EXERCISE AIM
Each entry below is to be written out exactly, and the pictures are to be left out.

Data records:
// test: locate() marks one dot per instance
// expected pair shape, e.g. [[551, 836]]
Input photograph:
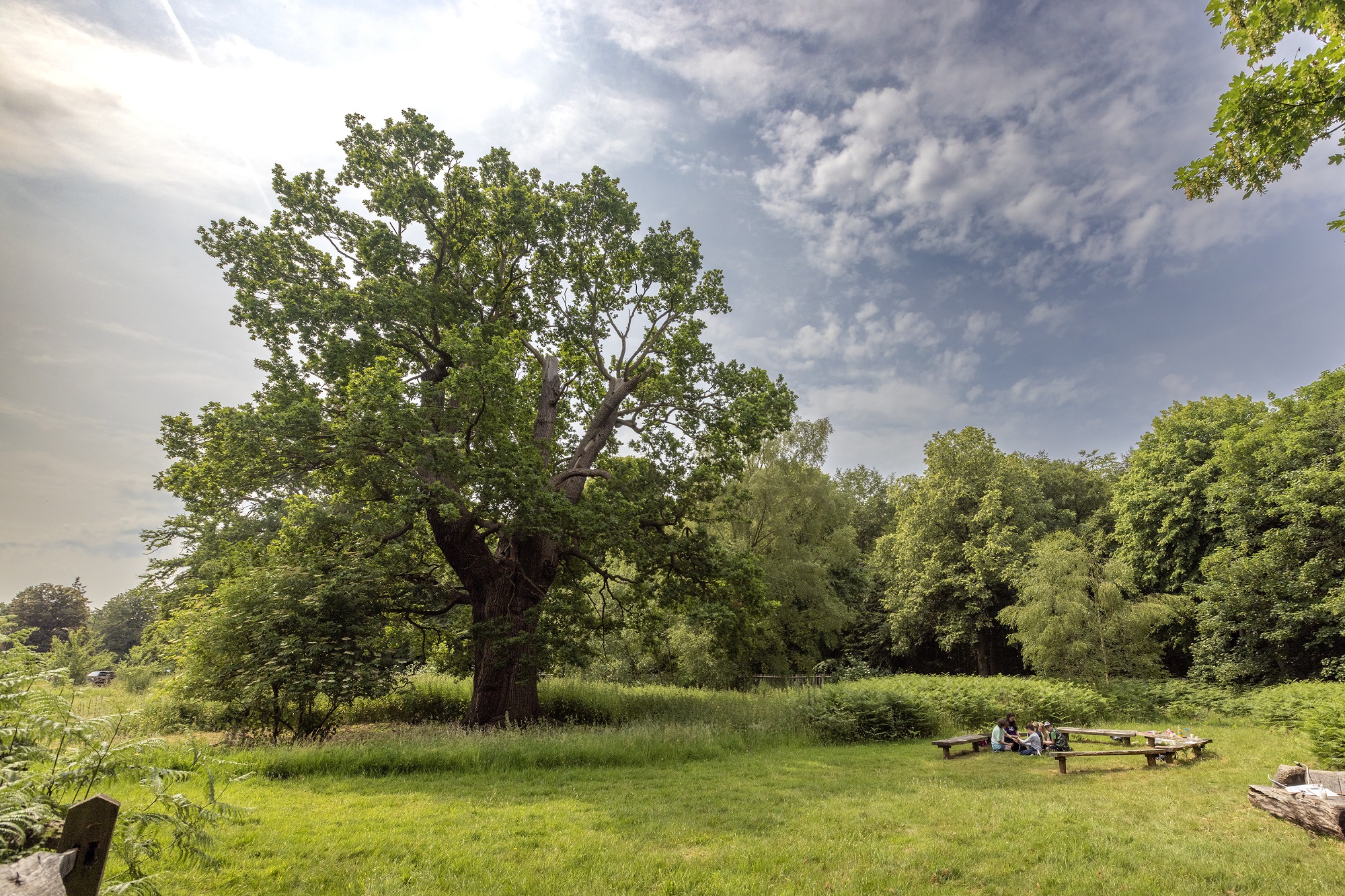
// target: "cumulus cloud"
[[1038, 139]]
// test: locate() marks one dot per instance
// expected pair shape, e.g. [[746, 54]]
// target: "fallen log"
[[1319, 814]]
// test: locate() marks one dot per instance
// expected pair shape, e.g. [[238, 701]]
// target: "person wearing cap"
[[997, 737]]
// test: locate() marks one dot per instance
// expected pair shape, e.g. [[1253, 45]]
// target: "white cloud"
[[1038, 139], [77, 97], [1054, 317]]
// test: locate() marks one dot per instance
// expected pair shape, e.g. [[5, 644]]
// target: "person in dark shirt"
[[1012, 733]]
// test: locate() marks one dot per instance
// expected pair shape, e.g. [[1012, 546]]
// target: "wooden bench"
[[976, 740], [1124, 736], [1195, 744], [1152, 754]]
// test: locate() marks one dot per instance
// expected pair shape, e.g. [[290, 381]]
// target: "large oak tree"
[[501, 382]]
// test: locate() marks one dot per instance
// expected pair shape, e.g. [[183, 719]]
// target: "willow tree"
[[502, 368]]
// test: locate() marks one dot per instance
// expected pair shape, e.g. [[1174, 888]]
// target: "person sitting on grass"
[[1032, 744], [997, 737]]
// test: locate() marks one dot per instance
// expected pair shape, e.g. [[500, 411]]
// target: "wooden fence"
[[76, 868]]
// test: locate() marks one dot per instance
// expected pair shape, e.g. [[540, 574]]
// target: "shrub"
[[966, 702], [1291, 705], [1325, 728], [861, 712], [1172, 698], [137, 680]]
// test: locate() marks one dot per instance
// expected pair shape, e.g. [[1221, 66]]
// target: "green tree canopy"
[[122, 622], [1164, 522], [960, 533], [496, 384], [798, 524], [1273, 598], [1079, 615], [50, 611], [1273, 114]]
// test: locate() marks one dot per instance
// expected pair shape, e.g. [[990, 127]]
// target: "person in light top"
[[1032, 743], [997, 737]]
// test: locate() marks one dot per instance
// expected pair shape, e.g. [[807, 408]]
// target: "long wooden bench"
[[1116, 733], [1195, 744], [1152, 754], [949, 743]]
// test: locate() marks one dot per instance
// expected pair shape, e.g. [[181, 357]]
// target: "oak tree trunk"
[[505, 673]]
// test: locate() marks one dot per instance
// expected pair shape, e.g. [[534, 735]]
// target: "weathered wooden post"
[[37, 874], [89, 831]]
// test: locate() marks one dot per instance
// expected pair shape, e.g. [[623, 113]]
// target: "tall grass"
[[440, 698], [888, 708], [453, 748], [925, 704]]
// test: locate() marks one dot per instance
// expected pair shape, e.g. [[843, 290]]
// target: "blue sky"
[[930, 214]]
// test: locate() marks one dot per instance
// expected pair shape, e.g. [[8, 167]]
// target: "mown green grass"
[[783, 818]]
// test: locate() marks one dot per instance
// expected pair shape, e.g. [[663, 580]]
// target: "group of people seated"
[[1039, 737]]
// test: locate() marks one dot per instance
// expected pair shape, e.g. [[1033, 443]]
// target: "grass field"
[[720, 814]]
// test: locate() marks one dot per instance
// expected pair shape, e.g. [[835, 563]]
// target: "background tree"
[[1164, 522], [1272, 592], [453, 369], [50, 611], [798, 525], [79, 653], [792, 524], [868, 641], [1165, 526], [1273, 114], [960, 533], [122, 622], [1081, 616]]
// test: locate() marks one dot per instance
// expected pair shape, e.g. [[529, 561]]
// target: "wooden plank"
[[948, 743], [960, 739], [37, 874], [1132, 751], [1319, 814], [1148, 752], [89, 830]]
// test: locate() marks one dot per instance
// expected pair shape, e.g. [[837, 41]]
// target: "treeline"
[[1214, 551]]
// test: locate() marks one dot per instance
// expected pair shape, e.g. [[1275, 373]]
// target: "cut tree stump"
[[1319, 814]]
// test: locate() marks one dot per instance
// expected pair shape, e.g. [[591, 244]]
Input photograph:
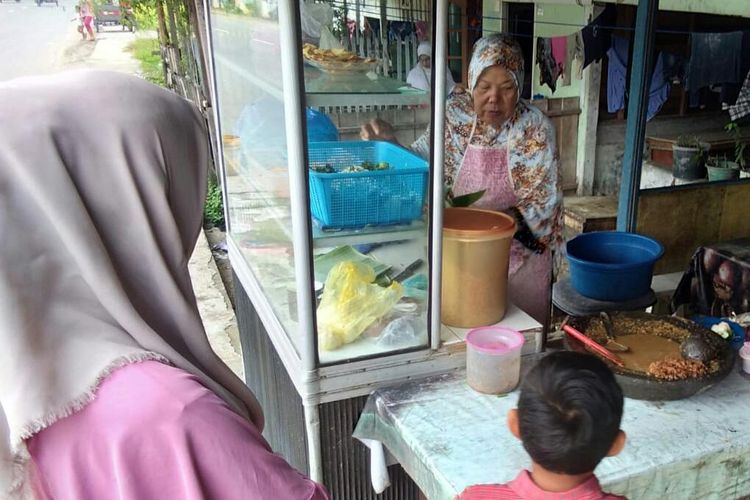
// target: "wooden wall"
[[692, 216]]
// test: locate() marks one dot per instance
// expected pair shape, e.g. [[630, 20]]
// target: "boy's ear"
[[513, 423], [617, 445]]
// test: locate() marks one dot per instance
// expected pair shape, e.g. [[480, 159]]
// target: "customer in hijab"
[[108, 385], [420, 75], [497, 143]]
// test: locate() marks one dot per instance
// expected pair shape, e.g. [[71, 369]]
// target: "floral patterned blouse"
[[533, 160]]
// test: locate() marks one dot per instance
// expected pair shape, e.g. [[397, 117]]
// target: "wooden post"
[[163, 33], [588, 122]]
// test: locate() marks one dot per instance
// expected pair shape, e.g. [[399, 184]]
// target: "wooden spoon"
[[612, 344]]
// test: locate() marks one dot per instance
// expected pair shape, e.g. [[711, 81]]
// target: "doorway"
[[520, 25]]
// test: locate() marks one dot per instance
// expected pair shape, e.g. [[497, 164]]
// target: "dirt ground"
[[214, 235]]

TASK RESPONSE
// test: locate() marks one dot per instance
// expected pair shape, e.g. [[551, 836]]
Input photograph:
// target: "cumulus cloud"
[[1038, 139]]
// test: locate() marks one dot per instance
// expected pair shape, e.g. [[746, 54]]
// target: "fallen log"
[[1319, 814]]
// test: locate() marks one dot per instance
// expected pair shape, e.g. [[238, 701]]
// target: "person wearing cap"
[[997, 737]]
// test: locate() marks one dot per instance
// expected pair shape, e.g. [[1253, 45]]
// target: "white cloud"
[[1038, 139], [77, 97], [1054, 317]]
// test: locate() marks one dot per instance
// expected pair shape, e.g. [[5, 644]]
// target: "person in dark shirt"
[[1012, 733]]
// test: locate() marks one dot per instance
// expected pair shape, e.g. [[1012, 546]]
// target: "wooden bench"
[[976, 740], [1124, 736], [1195, 744], [1152, 754]]
// test: locate() marks one dot per instance
// expected pair shape, e.g. [[290, 381]]
// target: "large oak tree"
[[501, 382]]
// test: locate() marks one dot per instance
// expected pair shape, e.g. [[183, 719]]
// target: "willow tree"
[[502, 368]]
// test: locate() marks one dot per instance
// expected pair shape, e.g. [[1174, 888]]
// target: "person sitting on grass"
[[1032, 744], [997, 737]]
// test: locate() marks one dot per instance
// expected pair shape, e.g. [[500, 411]]
// target: "wooden fence"
[[76, 868]]
// test: locate() marks one dot per instance
// expected pair shape, e.g. [[540, 574]]
// target: "shrub"
[[966, 702], [1291, 705], [1325, 728], [861, 712], [1172, 698], [137, 680]]
// test: locate() marks one dot per instance
// expected pair shape, e.g. [[1221, 66]]
// target: "green tree canopy"
[[122, 622], [1164, 522], [960, 533], [496, 384], [798, 524], [1273, 598], [1079, 615], [50, 611], [1273, 114]]
// test: locate() marks one dot per instance
// expected pair shape, e.g. [[990, 127]]
// target: "person in light top"
[[1032, 743], [997, 737]]
// test: locate() marks one dot per instance
// expected pair shape, e.g. [[807, 408]]
// target: "long wooden bench"
[[1116, 733], [1195, 744], [1152, 754], [949, 743]]
// test: locate() marks one dot per instance
// expected pair shape, e.g. [[181, 357]]
// target: "oak tree trunk"
[[505, 673]]
// test: locate() marks one dot per instance
// expected pair shape, e.g. [[534, 735]]
// target: "weathered wooden post"
[[37, 874], [89, 831]]
// test: locate() marks one dot per instance
// expected pair shape, e.g. [[623, 113]]
// target: "tall grass"
[[440, 698], [888, 708], [453, 748], [925, 704]]
// test: locate() marks one dot per instance
// expected pair shape, e.g. [[843, 290]]
// target: "blue sky"
[[930, 214]]
// test: locate() marks one dot per instance
// expected pair shape, e.g. [[8, 167]]
// target: "mown green grass"
[[783, 818]]
// test: locate() marks one dot per instance
// expected pair shape, e.g. [[663, 580]]
// target: "group of people seated"
[[1039, 737]]
// test: locate() marks one dot per instance
// expected pair shape, e.g. [[1033, 443]]
// target: "grass field"
[[720, 814]]
// test: locate() marks one dot per instance
// expected pair shape, e.g. [[835, 563]]
// target: "background tree"
[[1164, 522], [1272, 592], [453, 369], [50, 611], [798, 525], [79, 653], [792, 524], [868, 641], [1165, 526], [1273, 114], [960, 533], [122, 622], [1081, 616]]
// test: locate() marks one dot per instance
// expected pair shape, e.g. [[529, 561]]
// target: "wooden plank"
[[948, 743], [960, 739], [37, 874], [1132, 751], [1319, 814], [1148, 752], [89, 830]]
// test: locate() marks one dot per instance
// expected pair shape, e.g. [[837, 41]]
// target: "treeline"
[[1214, 551]]
// test: locate() marks one dot per instance
// expected pair shape, e.g. [[1275, 373]]
// target: "cut tree stump"
[[1319, 814]]
// test: locate() marks one dot per instance
// expected pair shape, e.g. [[591, 244]]
Input photograph:
// target: "wooden wall"
[[692, 216]]
// test: locate() marks one dot per instance
// expected pair shape, e.g. [[630, 20]]
// target: "boy's ear"
[[513, 423], [617, 445]]
// test: locate() marks one dot per instance
// expected pair shape, e.g. [[480, 159]]
// target: "customer in hijab"
[[108, 385], [420, 75], [497, 143]]
// test: locate() marks one dot per instance
// expected pair shape, e.g. [[71, 369]]
// target: "floral patterned blouse"
[[533, 160]]
// test: locate() marks one dot per instance
// expected pair shape, e.g. [[397, 117]]
// target: "wooden post"
[[163, 33], [588, 122]]
// test: locate() marks one dot per instance
// expected pair shape, e.g. [[399, 184]]
// target: "wooden spoon"
[[612, 344]]
// test: locate() marks one dot per instance
// expected pair shape, e.g. [[711, 81]]
// target: "doorway"
[[520, 25]]
// test: locate() marks one dot per instance
// expected pair shape, e.g. [[497, 164]]
// target: "dirt ground"
[[214, 235]]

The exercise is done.